## Consignes
A. D'après l'article sur l'économie inclusive, quelles organisations co-président la plate-forme « Business for Inclusive Growth » ?
B. Rédigez la suite de l'article sur l'économie inclusive, à partir de sa dernière phrase.

──────── Texte retenu

L’Economie inclusive, pilier du "monde d’après"
Bénédicte Faivre-Tavignot est Professeur affiliée en Stratégie à HEC Paris et Directrice Executive de l’Institut Society and Organizations d’HEC.
En décembre 2018 une tribune était publiée dans Le Monde annonçant l’engagement de 13 entreprises pour une économie plus inclusive. En mai 2020, ce collectif passait officiellement à 35 grandes entreprises.
En aout 2019, dans le cadre du G7 qui se réunissait à Biarritz, le Président Macron invitait des grandes entreprises des pays du G7 à rejoindre la plate-forme ‘Business for Inclusive Growth’, co-présidée par l’OCDE et Danone. En mai 2020, cette plate-forme compte environ 38 entreprises des pays du G7.
Pourquoi, alors qu’il s’agissait il y a encore très peu de temps d’un concept assez vague et inconnu de beaucoup, parle-t-on soudainement autant de l’économie inclusive ?, Ce concept était auparavant rarement utilisé, et. Que met on derrière ? quelle en est la définition ? S’agit-il d’un nouveau terme jargonneux à la mode ? d’une nouvelle forme de « social washing » ou d’un nouveau paradigme ?
Lorsque nous avons créé, en 2008, à HEC Paris, la Chaire Social Business / Entreprise et Pauvreté, nous avons assez rapidement utilisé ce terme d’économie inclusive. Il nous semblait plus large que celui de Social Business tel que défini par le Professeur Muhammad Yunus, Fondateur de la Grameen Bank, Prix Nobel de la Paix et par ailleurs co-président de notre Chaire avec Martin Hirsch : Yunus, en effet définit le social business comme un business qui vise avant tout à résoudre des problématiques sociales, sociétales et environnementales, sans avoir à rémunérer les actionnaires par des dividendes.

────────────────
──────── Extraits de données

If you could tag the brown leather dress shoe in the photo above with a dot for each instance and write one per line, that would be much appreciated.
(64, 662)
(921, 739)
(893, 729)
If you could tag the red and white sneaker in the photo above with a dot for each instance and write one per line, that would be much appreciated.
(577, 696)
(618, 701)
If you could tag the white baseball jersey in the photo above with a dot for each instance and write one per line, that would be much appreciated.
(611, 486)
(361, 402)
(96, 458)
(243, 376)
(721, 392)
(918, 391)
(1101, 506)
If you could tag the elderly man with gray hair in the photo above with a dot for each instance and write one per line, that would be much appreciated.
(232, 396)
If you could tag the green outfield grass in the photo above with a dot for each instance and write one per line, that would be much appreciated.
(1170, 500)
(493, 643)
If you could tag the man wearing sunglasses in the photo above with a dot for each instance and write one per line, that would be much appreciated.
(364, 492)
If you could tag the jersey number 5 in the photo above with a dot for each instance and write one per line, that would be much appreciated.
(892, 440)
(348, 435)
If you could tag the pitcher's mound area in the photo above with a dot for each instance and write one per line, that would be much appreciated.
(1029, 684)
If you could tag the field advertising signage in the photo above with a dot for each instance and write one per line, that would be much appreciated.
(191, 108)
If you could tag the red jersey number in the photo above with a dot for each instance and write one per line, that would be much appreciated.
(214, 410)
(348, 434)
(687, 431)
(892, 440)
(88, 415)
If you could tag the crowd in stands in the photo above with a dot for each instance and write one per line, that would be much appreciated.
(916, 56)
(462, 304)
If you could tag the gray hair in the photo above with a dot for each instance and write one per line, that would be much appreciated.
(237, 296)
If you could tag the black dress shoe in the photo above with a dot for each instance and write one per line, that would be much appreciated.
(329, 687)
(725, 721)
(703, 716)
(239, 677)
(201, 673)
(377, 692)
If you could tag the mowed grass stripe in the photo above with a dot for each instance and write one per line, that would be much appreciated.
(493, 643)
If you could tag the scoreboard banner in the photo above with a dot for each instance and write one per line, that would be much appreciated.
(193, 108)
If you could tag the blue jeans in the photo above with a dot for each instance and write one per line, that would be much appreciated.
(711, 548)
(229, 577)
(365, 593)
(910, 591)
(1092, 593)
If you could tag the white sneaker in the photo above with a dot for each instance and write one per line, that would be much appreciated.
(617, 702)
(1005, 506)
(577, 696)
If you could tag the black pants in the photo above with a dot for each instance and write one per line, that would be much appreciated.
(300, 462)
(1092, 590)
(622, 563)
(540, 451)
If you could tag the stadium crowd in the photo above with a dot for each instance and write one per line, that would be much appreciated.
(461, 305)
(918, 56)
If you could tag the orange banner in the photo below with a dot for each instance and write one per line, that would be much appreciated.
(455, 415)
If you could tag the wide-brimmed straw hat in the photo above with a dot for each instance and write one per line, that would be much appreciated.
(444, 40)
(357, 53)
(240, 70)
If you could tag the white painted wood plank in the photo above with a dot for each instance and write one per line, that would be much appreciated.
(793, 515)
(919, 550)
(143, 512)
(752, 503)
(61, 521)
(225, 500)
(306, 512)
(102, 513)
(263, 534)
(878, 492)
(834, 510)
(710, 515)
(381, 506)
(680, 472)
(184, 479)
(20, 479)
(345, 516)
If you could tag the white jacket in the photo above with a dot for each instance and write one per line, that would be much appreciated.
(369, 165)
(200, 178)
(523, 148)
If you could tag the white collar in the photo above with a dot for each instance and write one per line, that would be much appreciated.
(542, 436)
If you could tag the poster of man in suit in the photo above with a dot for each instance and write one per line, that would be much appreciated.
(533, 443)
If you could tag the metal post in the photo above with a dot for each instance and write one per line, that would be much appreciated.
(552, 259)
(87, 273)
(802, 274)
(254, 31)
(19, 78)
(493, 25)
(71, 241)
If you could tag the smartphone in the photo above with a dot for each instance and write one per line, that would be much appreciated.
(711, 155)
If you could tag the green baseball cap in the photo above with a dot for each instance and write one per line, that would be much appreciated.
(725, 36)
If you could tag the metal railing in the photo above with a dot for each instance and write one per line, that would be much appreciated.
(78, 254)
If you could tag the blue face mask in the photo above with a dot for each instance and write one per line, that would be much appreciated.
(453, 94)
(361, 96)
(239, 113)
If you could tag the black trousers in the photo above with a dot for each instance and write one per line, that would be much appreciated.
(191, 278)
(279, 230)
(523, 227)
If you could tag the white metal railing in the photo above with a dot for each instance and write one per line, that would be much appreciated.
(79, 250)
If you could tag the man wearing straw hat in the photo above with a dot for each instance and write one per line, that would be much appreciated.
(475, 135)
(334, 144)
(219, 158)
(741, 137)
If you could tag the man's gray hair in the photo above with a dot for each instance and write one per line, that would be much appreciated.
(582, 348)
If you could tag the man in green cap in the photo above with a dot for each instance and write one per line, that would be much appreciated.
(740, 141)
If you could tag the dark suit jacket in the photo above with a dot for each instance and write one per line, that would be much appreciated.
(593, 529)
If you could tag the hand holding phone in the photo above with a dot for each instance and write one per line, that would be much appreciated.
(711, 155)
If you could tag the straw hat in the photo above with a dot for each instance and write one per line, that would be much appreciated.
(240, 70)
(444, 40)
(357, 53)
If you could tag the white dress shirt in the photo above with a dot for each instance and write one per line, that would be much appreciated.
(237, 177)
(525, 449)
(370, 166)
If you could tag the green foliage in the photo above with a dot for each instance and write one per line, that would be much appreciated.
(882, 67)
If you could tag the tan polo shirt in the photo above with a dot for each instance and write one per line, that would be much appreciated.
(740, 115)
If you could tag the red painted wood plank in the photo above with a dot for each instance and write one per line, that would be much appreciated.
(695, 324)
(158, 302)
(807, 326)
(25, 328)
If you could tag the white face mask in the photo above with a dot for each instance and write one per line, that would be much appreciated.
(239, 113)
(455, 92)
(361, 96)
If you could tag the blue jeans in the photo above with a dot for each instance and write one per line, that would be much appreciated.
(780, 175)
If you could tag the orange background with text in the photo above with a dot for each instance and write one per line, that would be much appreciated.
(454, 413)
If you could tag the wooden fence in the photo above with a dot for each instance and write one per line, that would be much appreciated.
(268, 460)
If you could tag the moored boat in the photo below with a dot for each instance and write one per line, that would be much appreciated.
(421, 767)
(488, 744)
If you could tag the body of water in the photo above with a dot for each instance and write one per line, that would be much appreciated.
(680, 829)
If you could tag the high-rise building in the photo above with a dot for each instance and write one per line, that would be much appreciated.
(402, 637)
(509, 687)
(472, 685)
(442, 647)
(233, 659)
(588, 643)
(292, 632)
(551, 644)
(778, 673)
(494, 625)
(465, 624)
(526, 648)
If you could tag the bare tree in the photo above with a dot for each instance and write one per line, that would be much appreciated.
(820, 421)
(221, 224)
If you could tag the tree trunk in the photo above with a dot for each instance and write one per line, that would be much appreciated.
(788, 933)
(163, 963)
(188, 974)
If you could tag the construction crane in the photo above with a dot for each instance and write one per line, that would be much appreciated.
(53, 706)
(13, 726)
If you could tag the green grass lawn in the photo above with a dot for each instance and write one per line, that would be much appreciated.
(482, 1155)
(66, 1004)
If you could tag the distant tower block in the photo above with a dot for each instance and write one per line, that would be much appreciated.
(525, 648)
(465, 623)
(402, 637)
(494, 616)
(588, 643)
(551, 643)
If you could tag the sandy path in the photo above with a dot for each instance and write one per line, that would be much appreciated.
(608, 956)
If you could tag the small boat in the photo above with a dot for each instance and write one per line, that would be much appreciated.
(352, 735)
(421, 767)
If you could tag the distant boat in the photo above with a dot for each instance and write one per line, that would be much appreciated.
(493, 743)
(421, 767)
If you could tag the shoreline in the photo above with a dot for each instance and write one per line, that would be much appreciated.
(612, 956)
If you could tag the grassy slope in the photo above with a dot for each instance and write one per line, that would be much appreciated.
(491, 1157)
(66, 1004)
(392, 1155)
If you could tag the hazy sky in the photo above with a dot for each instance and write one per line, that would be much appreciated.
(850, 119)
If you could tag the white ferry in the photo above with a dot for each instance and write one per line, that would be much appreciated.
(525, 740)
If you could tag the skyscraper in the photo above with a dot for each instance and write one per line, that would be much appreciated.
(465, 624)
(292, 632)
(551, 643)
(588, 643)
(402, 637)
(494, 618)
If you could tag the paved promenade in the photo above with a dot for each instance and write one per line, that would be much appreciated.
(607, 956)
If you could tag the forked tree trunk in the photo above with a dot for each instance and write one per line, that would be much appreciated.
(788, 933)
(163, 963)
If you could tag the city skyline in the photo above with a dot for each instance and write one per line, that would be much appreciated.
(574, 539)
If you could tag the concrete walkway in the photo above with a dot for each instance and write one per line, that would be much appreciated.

────────────────

## Réponses
A. L'OCDE et Danone.

B.
Si Yunus s’adressait ainsi avant tout aux philanthropes, leur proposant d’investir de manière désintéressée une partie de leur argent, plutôt que de le donner, nous souhaitions aussi nous adresser aux grandes entreprises et aux investisseurs à impact, désireux de combiner impact social, et un minimum de rémunération du capital.
Mais lorsque, au début des années 2010, nous utilisions donc ce terme plus large d’économie inclusive, le retour suivant nous était fait : « personne ne connait ce concept trop vague, à part les experts de Ressources Humaines qui l’utilisent dans le cadre de la lutte contre les discriminations ».
Un mouvement en marche accéléré par la mise en lumière des réalités sociales du monde
Que s’est-il donc passé pour qu’un tel concept soit désormais aussi présent dans la sphère business et médiatique ? Un véritable basculement est à l’œuvre avec l’apparition brutale et croissante d’un mécontentement social face à l’accroissement des inégalités. En France, fin 2018, la perspective d’une taxe carbone déclenchait le mouvement des gilets jaunes; au Chili, fin 2019, l’augmentation des prix du ticket de métro faisait sortir les chiliens dans les rues avec une violence de plus en plus accrue ; au Liban la taxe sur WhatsApp générait également une révolte sociale, et les exemples d’explosion sociale se sont multipliés dans de nombreux autres pays, révélateurs du caractère insoutenable de l’accroissement des inégalités.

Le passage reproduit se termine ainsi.